→ **Material shown**:
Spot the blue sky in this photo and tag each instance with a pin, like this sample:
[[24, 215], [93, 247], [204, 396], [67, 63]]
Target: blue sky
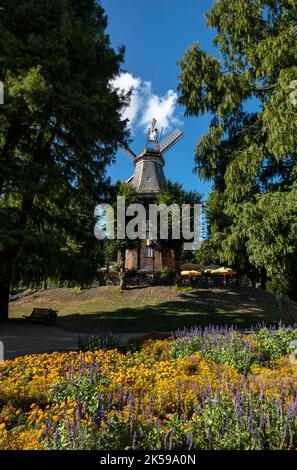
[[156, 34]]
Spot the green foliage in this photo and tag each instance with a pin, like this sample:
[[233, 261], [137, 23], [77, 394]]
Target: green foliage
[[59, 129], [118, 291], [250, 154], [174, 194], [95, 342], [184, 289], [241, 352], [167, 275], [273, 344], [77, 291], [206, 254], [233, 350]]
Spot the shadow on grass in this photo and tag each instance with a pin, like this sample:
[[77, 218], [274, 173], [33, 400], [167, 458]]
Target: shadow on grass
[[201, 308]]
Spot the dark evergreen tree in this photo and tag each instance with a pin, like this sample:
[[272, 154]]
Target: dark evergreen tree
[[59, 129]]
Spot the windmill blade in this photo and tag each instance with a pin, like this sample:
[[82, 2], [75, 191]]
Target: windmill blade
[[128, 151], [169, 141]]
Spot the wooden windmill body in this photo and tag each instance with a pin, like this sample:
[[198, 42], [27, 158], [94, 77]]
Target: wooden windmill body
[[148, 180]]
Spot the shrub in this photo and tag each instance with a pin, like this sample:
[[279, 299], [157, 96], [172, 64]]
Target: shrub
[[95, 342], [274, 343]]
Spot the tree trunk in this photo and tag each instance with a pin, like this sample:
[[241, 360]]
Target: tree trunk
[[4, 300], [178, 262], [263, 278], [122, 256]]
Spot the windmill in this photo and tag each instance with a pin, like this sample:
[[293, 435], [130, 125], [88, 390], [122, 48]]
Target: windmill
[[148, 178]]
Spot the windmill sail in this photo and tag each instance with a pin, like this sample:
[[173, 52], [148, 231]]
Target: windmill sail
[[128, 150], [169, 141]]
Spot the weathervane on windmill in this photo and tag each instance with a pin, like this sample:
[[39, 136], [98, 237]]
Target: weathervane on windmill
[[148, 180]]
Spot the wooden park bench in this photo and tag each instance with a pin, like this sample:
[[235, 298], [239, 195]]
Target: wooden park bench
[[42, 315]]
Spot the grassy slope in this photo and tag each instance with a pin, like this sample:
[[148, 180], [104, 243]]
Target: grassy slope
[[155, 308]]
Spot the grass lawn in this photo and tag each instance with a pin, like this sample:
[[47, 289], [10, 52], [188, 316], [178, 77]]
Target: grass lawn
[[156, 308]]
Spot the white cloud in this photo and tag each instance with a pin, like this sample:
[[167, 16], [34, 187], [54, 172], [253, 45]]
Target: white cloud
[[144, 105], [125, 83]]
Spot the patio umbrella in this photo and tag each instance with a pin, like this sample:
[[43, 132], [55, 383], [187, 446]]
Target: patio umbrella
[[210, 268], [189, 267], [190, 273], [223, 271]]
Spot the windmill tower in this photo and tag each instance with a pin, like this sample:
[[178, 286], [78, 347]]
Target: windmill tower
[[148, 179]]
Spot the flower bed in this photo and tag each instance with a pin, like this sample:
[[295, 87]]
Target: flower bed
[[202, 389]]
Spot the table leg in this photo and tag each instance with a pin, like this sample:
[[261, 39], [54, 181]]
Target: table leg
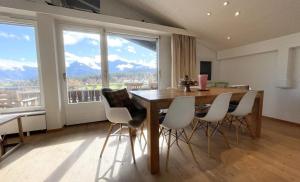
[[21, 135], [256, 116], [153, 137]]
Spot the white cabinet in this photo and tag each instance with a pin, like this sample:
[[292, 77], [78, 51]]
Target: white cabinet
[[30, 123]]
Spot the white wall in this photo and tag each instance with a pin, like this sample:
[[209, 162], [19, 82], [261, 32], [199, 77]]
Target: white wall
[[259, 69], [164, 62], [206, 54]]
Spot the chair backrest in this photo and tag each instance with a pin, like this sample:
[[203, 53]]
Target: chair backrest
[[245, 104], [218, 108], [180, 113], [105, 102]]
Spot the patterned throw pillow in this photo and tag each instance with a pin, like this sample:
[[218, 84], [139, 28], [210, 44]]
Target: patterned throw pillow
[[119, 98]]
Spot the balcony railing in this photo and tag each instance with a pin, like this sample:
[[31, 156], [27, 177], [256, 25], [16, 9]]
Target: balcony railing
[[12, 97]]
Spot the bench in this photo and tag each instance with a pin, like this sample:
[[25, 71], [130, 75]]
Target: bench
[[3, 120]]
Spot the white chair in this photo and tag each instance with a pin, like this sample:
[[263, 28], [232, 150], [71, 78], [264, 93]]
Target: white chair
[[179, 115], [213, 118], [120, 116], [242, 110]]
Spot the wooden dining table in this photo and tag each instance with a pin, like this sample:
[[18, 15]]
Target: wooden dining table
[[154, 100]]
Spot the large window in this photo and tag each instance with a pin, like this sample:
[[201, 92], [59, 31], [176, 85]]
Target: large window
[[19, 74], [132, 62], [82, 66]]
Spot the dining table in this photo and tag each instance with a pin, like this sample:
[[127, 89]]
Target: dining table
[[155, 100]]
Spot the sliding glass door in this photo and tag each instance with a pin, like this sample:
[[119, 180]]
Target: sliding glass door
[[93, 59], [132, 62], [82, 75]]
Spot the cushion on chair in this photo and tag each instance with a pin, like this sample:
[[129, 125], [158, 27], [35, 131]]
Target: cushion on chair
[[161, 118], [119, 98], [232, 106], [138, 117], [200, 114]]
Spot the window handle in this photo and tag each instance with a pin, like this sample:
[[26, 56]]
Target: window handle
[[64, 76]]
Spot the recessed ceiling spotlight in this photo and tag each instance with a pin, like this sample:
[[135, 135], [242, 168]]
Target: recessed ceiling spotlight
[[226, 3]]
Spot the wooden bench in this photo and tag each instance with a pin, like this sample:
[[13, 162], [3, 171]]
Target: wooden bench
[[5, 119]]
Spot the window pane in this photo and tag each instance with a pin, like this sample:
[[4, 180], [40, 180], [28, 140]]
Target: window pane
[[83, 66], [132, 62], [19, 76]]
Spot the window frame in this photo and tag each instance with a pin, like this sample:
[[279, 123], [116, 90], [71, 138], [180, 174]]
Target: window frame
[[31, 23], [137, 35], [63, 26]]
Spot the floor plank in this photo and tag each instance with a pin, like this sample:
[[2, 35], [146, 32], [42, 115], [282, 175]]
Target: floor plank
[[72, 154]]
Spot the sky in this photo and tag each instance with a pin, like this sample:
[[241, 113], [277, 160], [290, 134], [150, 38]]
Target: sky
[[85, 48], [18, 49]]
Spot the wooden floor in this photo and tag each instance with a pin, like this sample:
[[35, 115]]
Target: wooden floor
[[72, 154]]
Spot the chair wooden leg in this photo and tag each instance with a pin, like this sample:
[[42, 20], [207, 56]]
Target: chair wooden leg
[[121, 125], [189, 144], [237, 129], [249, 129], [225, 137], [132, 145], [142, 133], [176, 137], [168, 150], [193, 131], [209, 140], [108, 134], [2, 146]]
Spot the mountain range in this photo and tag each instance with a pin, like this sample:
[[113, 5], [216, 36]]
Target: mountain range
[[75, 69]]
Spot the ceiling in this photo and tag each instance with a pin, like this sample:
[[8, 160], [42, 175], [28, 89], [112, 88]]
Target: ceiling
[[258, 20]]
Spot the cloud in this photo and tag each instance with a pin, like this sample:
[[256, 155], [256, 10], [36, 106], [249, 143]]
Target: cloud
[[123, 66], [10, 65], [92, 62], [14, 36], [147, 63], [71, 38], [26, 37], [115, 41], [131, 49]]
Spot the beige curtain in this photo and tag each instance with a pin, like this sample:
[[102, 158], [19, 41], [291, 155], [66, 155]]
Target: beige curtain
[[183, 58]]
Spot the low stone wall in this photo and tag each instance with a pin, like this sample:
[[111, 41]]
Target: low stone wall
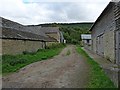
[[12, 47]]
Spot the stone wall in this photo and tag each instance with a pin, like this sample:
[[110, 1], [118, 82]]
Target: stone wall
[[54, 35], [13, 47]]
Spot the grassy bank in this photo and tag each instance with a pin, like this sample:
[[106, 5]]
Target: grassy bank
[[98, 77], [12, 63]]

==

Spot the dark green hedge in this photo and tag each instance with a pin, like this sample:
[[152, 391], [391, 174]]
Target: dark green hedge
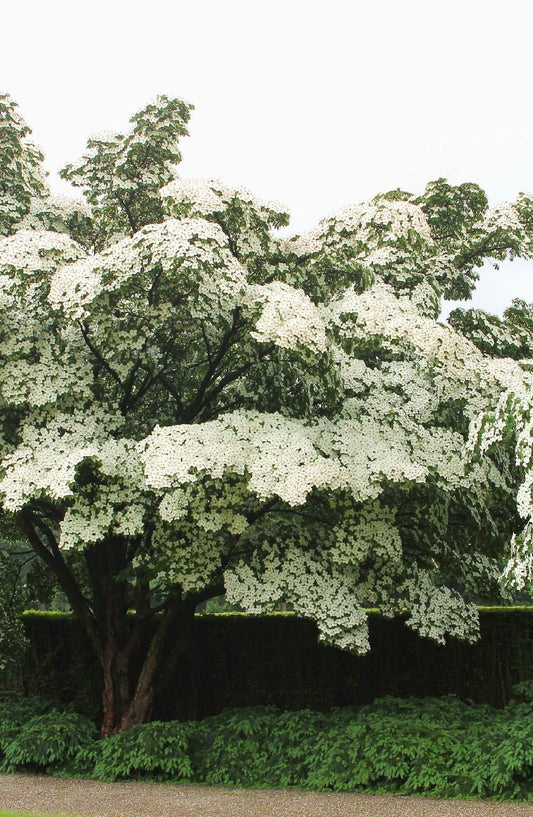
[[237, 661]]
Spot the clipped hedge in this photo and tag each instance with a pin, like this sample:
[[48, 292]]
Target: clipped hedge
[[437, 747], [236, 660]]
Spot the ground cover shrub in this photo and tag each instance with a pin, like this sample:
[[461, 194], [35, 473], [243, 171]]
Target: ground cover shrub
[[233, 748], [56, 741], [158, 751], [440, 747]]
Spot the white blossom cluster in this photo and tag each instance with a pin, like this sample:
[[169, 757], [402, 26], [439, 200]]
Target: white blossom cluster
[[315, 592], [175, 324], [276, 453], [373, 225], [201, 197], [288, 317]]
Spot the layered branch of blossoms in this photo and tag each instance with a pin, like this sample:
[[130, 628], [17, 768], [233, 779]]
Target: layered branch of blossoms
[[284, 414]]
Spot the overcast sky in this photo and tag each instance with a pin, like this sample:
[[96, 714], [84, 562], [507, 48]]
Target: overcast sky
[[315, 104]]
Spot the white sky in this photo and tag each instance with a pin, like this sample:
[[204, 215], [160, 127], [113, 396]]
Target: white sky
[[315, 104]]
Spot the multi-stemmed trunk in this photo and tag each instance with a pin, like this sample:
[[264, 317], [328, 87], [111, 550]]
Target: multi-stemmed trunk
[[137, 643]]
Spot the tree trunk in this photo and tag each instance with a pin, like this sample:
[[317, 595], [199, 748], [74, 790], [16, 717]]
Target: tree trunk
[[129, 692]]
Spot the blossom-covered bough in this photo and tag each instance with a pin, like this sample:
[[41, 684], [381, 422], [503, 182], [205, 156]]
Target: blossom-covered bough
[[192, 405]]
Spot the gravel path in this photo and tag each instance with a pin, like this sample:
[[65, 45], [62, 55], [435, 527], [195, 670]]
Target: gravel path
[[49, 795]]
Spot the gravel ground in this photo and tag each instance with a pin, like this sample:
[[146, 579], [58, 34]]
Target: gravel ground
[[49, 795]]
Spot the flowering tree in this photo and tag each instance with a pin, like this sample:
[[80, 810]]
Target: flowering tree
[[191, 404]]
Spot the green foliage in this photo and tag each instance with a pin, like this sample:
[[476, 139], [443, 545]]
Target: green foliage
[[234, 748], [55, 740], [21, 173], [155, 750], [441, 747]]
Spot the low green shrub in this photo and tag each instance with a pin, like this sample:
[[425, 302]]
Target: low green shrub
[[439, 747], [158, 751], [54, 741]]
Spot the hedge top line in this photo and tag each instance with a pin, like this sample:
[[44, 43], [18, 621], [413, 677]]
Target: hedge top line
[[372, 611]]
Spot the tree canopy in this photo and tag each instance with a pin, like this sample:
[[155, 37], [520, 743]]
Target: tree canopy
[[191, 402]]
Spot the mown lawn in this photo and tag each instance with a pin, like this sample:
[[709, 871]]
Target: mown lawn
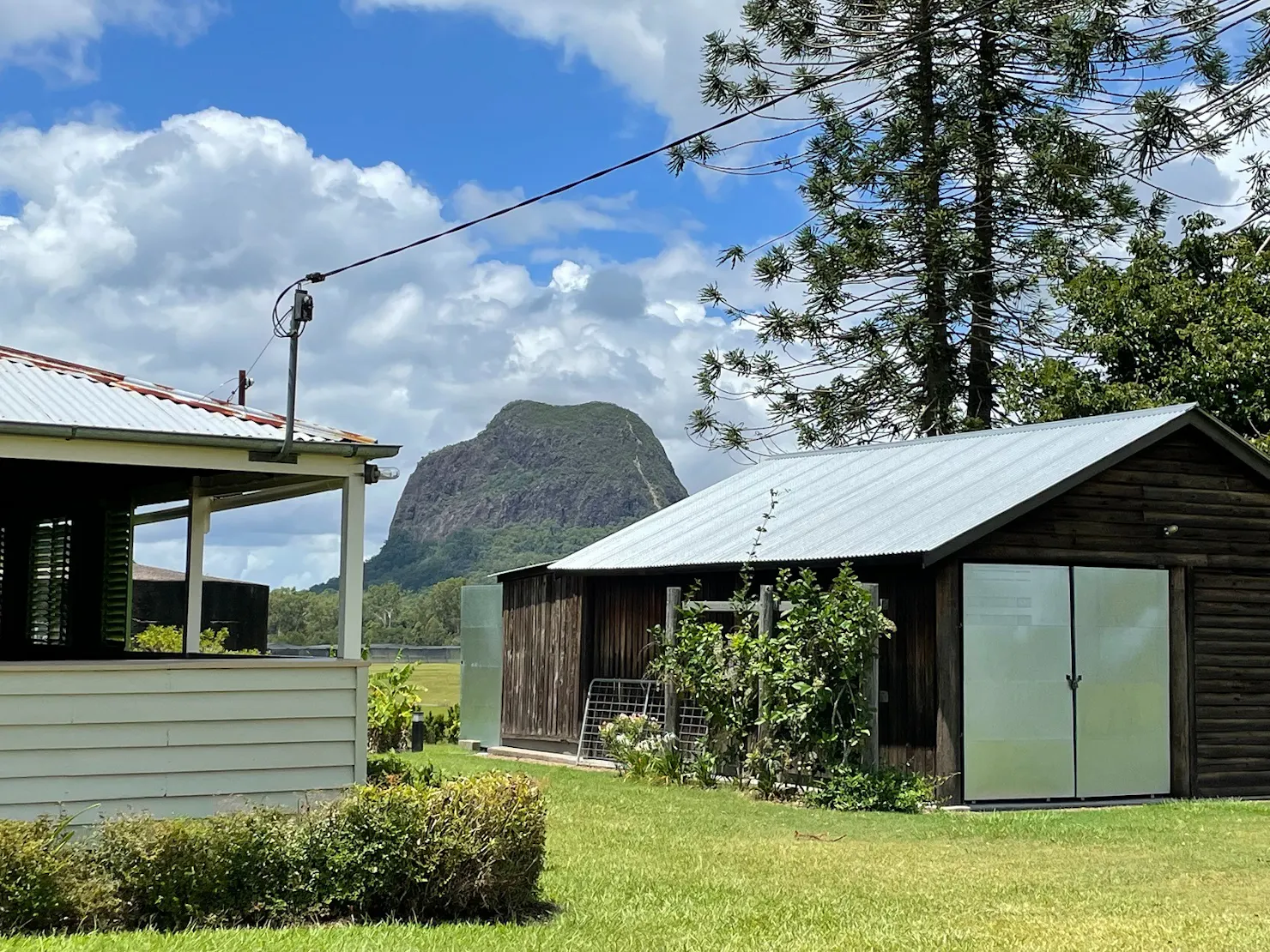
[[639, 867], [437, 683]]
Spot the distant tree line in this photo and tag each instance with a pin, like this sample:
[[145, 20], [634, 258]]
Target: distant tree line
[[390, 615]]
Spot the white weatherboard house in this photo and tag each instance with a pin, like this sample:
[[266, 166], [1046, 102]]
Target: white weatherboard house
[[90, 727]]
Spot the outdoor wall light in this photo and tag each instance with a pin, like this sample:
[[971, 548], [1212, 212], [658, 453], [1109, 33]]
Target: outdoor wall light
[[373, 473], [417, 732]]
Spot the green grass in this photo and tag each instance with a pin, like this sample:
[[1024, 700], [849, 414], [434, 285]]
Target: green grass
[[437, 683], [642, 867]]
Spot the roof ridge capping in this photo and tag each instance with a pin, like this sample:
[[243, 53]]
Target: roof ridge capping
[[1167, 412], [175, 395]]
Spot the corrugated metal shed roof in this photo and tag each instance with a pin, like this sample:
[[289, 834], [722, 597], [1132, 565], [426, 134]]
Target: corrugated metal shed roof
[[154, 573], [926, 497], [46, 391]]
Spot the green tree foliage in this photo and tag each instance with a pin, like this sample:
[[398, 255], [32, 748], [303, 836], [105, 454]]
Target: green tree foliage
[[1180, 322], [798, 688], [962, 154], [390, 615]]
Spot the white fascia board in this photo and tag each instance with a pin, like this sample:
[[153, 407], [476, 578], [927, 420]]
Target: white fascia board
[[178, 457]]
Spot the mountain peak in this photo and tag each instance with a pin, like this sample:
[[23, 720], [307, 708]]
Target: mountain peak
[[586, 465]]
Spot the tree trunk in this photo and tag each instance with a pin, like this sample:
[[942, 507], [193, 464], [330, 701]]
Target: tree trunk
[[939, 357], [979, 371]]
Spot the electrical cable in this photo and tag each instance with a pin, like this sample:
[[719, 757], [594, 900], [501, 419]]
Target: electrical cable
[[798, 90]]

...

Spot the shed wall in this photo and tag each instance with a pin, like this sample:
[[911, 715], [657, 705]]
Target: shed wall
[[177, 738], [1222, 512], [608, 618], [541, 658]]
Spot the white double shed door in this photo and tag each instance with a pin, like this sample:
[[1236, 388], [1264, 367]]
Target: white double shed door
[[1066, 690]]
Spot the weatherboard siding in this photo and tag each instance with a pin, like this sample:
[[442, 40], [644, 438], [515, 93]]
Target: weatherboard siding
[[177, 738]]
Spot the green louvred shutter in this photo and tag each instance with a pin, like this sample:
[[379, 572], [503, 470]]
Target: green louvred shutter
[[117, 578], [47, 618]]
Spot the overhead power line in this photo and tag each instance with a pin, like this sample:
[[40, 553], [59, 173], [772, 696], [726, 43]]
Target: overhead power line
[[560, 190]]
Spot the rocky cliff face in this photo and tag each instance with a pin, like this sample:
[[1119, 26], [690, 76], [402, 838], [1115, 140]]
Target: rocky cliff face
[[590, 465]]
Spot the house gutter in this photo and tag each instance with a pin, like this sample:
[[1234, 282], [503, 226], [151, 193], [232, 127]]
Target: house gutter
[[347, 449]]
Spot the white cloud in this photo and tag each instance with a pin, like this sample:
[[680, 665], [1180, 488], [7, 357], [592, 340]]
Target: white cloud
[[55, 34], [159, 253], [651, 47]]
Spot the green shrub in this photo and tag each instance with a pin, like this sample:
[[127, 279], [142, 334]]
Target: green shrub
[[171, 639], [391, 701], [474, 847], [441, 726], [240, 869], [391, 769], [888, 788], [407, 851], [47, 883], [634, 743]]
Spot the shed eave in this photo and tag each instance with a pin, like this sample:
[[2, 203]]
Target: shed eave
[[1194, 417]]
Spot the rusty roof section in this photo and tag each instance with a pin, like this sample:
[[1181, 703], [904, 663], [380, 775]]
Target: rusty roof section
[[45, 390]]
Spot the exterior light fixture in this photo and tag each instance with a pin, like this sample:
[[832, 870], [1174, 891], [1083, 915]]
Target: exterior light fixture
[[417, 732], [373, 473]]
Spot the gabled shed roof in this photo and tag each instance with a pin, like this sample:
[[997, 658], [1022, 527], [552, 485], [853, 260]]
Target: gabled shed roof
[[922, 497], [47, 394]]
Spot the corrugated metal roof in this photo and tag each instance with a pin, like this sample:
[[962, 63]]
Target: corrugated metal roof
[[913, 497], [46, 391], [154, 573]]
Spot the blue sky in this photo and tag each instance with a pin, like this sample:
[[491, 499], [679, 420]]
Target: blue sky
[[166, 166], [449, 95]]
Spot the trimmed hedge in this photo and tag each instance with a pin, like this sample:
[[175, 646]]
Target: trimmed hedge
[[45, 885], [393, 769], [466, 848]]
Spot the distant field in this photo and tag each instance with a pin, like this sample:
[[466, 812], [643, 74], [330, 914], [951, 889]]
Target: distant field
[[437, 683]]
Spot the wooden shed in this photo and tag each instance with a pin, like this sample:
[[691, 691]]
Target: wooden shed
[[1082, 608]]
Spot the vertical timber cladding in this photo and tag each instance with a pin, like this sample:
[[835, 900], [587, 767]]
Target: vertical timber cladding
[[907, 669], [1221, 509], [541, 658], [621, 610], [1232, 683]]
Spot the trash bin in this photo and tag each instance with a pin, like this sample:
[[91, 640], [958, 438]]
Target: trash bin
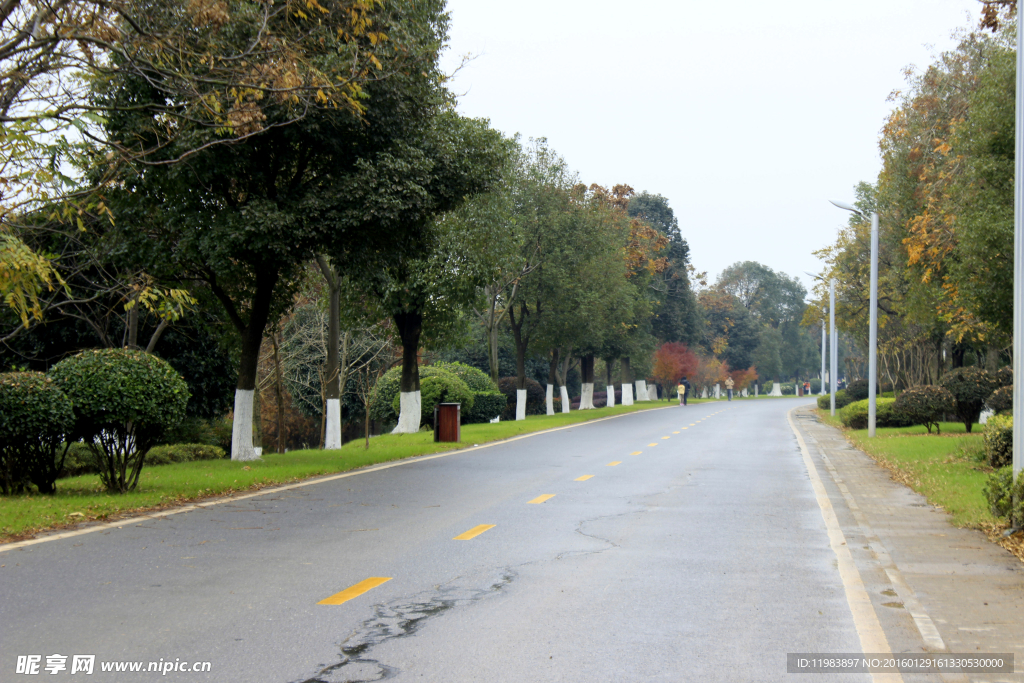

→ **Stated exercise**:
Gather every line of the data above that contains the word "lawn", and treat uppercase and lowercase as different.

→ **Exercise result**:
Spot the grass lawn in this photo and tag each instance with a pin, like this sample:
Target: grass lawn
Spot the mown lawn in this photo and tag each instance with a pin, like this sample:
Target: mown lawn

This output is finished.